Return, without any change, the part of the material that opens with the line containing "Might I ask you to indicate the coil" and runs through the end of the material.
◇ ◇ ◇
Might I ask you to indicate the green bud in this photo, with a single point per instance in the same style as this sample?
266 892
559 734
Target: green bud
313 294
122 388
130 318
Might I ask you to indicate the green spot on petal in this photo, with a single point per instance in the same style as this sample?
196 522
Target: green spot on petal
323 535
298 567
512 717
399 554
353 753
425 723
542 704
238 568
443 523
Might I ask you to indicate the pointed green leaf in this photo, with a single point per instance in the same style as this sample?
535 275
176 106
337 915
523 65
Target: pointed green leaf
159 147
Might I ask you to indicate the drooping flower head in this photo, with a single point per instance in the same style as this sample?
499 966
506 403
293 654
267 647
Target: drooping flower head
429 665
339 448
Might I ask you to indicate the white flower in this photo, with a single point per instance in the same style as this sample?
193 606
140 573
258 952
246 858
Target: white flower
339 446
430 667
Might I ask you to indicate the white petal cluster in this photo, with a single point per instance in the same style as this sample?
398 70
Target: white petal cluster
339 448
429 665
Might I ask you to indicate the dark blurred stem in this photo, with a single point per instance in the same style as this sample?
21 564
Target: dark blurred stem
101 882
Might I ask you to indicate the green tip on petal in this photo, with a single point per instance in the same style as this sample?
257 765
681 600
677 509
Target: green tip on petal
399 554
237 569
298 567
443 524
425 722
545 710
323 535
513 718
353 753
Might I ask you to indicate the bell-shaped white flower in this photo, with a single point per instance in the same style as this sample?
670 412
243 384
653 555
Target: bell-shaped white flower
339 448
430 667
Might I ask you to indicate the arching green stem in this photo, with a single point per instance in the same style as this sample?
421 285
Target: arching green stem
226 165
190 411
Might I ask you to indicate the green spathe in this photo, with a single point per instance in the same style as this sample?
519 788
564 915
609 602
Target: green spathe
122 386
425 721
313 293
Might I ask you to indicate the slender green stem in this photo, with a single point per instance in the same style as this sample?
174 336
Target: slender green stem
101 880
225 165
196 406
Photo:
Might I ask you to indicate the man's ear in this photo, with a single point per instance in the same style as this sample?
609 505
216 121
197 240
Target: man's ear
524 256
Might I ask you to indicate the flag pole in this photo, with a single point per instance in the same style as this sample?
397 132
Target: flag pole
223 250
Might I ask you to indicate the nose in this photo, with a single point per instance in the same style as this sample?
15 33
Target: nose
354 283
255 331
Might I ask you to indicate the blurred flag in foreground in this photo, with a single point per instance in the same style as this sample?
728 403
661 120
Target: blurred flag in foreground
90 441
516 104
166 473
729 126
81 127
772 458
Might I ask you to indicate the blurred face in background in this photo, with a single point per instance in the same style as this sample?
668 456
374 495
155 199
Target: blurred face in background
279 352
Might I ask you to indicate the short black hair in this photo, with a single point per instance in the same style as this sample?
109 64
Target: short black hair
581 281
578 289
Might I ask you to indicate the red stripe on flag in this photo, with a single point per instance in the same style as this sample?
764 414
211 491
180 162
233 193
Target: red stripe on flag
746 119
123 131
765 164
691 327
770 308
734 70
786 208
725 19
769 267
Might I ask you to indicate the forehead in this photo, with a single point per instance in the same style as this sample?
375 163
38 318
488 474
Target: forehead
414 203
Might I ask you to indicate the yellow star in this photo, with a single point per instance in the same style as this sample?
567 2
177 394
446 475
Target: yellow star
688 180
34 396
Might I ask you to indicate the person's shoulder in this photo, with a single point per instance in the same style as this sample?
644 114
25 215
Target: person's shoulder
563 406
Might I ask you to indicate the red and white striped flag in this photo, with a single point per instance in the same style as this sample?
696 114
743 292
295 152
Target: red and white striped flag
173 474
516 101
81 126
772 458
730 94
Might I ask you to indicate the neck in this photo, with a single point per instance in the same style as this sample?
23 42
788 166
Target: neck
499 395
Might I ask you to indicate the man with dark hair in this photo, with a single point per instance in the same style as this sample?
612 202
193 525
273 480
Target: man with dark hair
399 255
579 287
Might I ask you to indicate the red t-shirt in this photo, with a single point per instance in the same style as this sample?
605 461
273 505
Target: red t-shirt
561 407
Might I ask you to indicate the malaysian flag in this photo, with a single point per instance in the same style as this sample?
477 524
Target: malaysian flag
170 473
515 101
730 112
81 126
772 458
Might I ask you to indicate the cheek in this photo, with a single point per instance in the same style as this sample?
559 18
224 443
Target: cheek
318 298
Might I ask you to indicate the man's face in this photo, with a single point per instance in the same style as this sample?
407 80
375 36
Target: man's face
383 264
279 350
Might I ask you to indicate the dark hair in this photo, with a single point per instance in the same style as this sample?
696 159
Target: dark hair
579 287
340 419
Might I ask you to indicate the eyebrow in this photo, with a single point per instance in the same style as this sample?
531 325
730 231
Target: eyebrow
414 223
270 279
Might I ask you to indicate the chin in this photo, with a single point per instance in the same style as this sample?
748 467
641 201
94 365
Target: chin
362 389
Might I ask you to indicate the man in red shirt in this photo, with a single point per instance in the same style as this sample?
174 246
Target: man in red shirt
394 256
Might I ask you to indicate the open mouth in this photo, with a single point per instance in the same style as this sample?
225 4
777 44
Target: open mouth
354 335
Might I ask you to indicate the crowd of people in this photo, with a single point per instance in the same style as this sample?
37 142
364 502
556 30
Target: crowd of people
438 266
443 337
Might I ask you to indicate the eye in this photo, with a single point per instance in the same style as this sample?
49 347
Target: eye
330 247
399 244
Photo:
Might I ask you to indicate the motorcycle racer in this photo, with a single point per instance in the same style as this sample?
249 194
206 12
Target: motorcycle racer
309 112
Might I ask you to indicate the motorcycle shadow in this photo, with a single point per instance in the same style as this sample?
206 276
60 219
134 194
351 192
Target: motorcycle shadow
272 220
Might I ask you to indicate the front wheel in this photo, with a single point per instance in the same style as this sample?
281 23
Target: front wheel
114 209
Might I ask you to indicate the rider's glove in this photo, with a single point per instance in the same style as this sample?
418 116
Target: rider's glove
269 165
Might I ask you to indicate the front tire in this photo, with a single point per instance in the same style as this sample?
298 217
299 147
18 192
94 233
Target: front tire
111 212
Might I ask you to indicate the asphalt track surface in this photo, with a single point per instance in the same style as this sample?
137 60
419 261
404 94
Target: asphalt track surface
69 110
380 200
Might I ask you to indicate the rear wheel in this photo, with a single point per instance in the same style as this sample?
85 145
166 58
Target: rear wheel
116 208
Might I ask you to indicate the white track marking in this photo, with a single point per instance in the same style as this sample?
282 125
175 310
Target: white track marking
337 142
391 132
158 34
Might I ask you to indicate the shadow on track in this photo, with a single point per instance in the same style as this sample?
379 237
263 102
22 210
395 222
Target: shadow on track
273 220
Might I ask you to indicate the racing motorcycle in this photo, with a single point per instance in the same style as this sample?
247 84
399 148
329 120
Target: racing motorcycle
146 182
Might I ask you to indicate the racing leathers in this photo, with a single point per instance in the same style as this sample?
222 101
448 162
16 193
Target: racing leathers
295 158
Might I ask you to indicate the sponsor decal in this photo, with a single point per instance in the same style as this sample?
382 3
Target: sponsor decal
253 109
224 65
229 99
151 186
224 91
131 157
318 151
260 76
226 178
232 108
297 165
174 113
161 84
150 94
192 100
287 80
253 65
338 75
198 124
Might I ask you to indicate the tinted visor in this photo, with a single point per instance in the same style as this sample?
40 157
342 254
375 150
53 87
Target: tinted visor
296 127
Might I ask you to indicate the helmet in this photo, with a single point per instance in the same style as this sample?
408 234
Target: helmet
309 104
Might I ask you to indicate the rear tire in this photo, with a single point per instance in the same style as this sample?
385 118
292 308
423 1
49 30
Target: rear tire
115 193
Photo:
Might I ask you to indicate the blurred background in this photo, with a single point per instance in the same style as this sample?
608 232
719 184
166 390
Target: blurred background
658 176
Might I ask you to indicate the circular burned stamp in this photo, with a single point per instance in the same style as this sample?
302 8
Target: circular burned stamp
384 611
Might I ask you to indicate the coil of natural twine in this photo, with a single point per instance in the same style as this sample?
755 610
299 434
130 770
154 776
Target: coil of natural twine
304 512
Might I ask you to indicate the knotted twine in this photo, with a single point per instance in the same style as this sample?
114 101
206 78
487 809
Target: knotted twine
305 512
◇ ◇ ◇
**Expected answer:**
Might I ask you to indicate the coil of natural twine in this photo, with a single point per instance in the same style as this sample?
755 610
299 434
130 770
154 776
Target: coil of natural twine
304 512
Might I ask you to indicate the knotted twine in this photo, with a single point per instance in the same style as this sample?
114 101
206 78
487 809
Target: knotted twine
305 512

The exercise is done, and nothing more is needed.